Extracto de página:
◆ ◆ ◆ ◆ ◆ ◆ ◆
Hay grados, entonces, de monstruosidad, dependiendo del horror al cuerpo que un individuo o una sociedad experimente a nivel inconsciente.

En México, decía, nuestra relación con lo horrible tiene siempre la ambigüedad de la atracción-repulsión. ¿Quién no ha querido ver esa niña —ya asociada a las novelas de García Márquez— que se convirtió en araña por desobedecer a sus padres? ¿Quién no ha entrado en una feria, por lo menos una vez, a la carpa de los fenómenos? Seres —a veces en su tierna infancia— que, colocados en otra situación deberían inspirarnos piedad cristiana, están ahí para que los observemos sin ningún pudor, sin ninguna clase de represión moral. Y a nadie se le ocurre discutir que en un circo es totalmente legítimo reírse de los enanos ridiculizados o mirar a los ojos, con franca y limpia repugnancia, a la mujer barbona. A los mexicanos nos dan curiosidad los monstruos, cualquier monstruo: los de las películas del Santo, o el chupacabras, o aquellos que se han ganado a pulso el derecho de ser llamados así: los infanticidas, los violadores de sus hijas, los que matan a su abuela para quedarse con una miserable herencia.
◆ ◆ ◆ ◆ ◆ ◆ ◆
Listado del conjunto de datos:
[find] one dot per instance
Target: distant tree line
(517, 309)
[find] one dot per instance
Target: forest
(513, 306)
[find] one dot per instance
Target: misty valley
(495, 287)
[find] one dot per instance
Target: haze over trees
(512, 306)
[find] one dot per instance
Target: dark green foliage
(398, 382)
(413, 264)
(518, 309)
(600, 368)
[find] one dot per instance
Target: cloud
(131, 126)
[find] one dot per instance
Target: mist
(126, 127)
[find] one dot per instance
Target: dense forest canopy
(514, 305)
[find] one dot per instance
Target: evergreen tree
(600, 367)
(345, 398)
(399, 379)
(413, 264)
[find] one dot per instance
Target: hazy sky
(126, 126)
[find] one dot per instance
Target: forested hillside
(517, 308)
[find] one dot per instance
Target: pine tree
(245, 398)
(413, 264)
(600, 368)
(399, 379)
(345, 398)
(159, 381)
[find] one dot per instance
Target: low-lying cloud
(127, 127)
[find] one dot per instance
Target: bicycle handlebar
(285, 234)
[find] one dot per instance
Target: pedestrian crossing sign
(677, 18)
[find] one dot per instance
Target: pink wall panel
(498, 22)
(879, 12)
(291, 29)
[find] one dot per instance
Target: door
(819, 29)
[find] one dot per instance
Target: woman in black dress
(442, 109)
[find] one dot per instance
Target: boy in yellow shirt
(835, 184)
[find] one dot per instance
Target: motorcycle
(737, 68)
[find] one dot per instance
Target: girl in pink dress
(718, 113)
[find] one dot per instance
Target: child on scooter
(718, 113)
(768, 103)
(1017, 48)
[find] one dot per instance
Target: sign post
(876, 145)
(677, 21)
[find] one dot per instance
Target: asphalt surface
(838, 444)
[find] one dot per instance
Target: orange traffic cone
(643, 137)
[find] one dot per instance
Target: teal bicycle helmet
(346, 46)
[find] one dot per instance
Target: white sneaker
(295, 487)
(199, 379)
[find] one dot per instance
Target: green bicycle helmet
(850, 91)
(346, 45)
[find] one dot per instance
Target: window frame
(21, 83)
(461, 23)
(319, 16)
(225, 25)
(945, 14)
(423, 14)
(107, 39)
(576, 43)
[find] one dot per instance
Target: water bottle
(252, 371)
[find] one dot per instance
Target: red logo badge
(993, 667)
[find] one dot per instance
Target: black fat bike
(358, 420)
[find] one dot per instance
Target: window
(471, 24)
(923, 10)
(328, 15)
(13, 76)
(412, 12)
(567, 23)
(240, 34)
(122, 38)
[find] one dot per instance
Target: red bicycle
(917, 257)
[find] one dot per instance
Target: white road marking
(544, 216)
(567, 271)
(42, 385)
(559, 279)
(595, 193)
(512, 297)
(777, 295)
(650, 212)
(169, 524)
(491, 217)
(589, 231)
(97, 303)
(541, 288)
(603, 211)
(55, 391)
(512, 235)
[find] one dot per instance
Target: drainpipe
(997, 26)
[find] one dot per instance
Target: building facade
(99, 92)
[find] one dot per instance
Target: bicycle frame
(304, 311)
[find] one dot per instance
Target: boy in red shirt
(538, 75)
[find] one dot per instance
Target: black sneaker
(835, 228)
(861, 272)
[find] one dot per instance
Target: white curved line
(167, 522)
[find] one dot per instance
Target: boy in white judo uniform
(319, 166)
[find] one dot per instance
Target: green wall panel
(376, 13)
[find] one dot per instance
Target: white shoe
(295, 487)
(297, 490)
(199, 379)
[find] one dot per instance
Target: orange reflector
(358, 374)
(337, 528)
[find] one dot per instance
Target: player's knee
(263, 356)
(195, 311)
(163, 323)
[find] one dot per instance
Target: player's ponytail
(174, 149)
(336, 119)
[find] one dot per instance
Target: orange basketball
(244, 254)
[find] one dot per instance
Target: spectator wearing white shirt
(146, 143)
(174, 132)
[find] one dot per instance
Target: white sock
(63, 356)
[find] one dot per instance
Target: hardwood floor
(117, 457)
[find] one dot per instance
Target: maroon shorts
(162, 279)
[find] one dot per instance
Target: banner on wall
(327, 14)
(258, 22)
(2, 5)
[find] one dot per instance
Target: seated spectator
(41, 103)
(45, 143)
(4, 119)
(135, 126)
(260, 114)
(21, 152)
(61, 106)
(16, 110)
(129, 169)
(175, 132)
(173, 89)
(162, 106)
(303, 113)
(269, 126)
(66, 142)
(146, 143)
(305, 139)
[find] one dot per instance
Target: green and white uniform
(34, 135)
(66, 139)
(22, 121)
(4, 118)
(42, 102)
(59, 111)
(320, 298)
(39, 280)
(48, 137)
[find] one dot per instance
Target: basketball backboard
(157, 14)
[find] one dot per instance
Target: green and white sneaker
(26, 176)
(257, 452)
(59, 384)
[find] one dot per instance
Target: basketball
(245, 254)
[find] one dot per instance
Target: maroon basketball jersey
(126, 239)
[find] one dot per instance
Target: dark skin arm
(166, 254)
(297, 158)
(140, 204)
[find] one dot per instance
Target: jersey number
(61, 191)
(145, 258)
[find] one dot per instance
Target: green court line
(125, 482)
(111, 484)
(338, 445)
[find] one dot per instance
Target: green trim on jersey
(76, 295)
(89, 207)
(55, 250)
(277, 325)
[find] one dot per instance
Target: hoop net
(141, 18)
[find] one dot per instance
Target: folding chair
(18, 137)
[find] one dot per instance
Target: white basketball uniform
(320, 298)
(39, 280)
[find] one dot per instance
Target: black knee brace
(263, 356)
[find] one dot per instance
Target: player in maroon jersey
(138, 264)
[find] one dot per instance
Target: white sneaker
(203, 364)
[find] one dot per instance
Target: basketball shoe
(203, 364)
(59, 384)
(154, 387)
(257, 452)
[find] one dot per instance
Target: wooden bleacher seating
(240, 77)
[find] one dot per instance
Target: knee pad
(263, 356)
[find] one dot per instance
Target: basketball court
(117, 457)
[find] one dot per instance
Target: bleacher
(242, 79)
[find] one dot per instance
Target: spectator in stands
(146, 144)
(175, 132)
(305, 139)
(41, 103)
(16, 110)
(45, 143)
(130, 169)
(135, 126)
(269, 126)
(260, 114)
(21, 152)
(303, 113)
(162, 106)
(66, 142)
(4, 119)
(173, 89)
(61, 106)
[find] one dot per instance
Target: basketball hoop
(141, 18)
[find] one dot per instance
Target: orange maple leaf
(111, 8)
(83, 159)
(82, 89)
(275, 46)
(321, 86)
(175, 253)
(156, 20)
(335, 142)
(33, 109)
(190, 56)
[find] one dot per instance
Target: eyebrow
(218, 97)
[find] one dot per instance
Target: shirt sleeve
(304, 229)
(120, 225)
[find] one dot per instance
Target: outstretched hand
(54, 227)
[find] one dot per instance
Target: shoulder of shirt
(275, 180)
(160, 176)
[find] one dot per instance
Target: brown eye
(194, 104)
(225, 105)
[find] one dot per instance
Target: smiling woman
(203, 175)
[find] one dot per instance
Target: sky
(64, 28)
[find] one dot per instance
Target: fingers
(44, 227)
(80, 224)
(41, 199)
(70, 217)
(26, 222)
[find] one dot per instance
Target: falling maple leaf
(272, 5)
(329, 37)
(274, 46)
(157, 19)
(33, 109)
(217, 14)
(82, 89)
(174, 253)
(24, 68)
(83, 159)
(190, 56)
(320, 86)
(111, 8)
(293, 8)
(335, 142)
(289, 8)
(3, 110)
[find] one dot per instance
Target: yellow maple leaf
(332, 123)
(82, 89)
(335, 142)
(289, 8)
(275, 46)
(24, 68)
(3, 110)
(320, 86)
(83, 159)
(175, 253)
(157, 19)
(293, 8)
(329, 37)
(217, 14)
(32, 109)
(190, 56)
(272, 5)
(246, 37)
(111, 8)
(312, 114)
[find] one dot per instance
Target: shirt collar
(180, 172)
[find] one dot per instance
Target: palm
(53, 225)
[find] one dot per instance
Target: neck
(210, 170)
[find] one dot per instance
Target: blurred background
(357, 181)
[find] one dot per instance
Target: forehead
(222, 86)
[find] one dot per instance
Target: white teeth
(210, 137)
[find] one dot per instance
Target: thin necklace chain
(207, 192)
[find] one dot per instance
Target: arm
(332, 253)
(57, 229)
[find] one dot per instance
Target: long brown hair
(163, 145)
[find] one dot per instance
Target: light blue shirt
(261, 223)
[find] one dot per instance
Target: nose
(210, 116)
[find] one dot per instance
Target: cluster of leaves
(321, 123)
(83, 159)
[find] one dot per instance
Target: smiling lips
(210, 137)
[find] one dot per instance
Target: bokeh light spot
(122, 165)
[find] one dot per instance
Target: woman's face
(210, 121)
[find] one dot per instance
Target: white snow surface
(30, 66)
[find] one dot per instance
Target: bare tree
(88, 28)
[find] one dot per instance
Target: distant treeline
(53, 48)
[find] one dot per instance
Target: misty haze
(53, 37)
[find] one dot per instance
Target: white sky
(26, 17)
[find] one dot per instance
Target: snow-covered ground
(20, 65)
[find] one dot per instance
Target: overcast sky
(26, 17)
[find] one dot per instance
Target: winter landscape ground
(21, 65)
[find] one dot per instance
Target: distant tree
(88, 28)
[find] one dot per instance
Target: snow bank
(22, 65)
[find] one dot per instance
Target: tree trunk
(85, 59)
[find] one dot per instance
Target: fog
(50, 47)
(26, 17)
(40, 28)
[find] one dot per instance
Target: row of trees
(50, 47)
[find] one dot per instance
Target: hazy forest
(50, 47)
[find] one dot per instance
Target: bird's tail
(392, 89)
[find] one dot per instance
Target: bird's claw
◆ ◆ ◆ ◆ ◆ ◆ ◆
Trabajo requerido:
- A) Traduce al inglés la siguiente oración del extracto sobre la monstruosidad: «¿Quién no ha entrado en una feria, por lo menos una vez, a la carpa de los fenómenos?»
- B) Devuelve todas las líneas del listado en las que aparezca la palabra "pink".
El texto y el listado no guardan ninguna relación entre sí.

Respuestas finales:
- A) Who hasn't, at least once, gone into the freak-show tent at a fair?

- B)
Target: pink wall panel
Target: girl in pink dress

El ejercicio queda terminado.